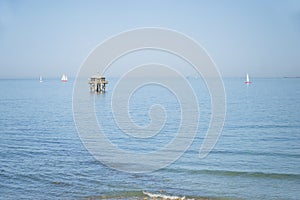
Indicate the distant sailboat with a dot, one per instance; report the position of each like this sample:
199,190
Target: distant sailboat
247,79
64,78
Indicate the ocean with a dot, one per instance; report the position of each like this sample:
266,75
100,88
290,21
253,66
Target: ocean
257,155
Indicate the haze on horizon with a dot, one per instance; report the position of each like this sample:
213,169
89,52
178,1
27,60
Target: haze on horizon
50,38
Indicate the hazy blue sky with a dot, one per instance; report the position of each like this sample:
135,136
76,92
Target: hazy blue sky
54,37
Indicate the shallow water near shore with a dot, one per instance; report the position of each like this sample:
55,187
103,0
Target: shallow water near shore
257,155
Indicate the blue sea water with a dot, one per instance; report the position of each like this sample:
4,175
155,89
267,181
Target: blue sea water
257,155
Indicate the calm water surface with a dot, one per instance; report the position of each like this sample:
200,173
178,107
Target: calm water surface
256,157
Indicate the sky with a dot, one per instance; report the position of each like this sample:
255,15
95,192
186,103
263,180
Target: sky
50,38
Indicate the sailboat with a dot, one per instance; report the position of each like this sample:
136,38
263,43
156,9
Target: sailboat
247,80
64,78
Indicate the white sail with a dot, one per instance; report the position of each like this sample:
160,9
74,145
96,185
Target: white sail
64,78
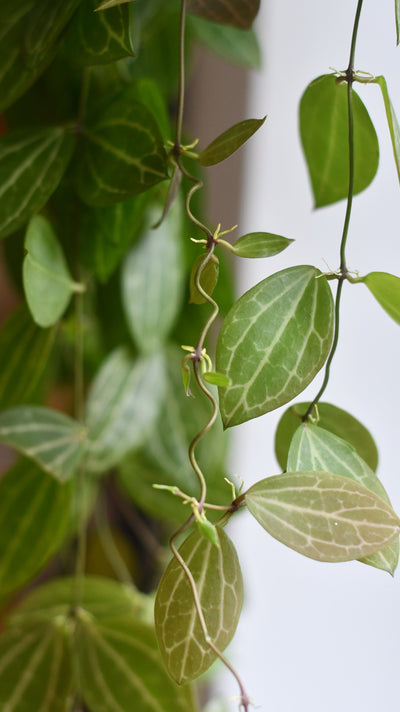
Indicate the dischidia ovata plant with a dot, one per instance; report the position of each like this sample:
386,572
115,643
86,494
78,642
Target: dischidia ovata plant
99,202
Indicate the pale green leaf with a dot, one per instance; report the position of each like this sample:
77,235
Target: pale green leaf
393,123
122,406
239,13
260,244
48,284
152,281
98,38
386,290
32,163
229,141
273,341
331,418
324,516
206,276
36,510
324,134
122,153
24,358
314,448
217,576
52,439
36,668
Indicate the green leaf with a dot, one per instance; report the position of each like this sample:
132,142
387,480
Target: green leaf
229,141
52,439
260,244
235,45
98,38
386,290
48,284
324,516
273,342
122,153
36,670
123,404
393,123
152,281
24,358
239,13
119,662
208,278
217,576
32,163
314,448
37,510
108,232
331,418
324,135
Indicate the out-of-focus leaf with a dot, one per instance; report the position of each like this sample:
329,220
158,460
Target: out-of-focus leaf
229,141
48,284
35,512
24,357
32,163
324,134
239,13
217,576
324,516
386,290
52,439
273,342
331,418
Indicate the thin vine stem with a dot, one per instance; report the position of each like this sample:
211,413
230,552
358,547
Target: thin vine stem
349,78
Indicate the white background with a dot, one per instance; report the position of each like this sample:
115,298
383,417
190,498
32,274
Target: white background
320,637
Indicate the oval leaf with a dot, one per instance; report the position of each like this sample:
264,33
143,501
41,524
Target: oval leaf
122,406
273,342
331,418
323,516
324,135
37,510
47,280
260,244
32,164
386,290
52,439
229,142
218,580
239,13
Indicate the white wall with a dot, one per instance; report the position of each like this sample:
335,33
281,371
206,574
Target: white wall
321,637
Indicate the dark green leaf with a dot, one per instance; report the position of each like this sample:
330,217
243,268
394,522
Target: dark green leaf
217,576
24,358
235,45
314,448
152,281
273,342
99,38
393,123
208,278
386,290
52,439
260,244
123,404
324,516
48,284
122,153
35,512
239,13
32,163
229,141
324,134
331,418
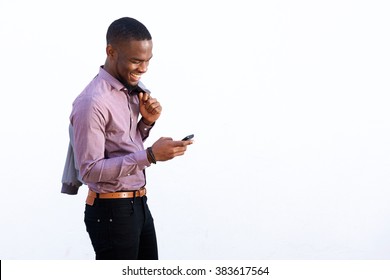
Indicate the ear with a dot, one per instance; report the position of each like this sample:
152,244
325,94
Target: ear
110,51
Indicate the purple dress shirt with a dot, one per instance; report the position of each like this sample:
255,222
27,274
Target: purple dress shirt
108,136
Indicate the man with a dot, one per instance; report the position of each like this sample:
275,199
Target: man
111,119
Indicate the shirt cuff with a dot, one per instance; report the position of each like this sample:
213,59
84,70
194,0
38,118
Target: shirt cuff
142,160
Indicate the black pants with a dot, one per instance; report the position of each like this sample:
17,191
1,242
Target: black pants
121,229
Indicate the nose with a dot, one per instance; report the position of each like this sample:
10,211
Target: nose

================================

* [TASK TO COMPLETE] If a line in the data holds the string "nose", copy that line.

* [ANSWER SPACE]
Indicate the nose with a dot, one per instance; report the position of each like this sample:
Target: nose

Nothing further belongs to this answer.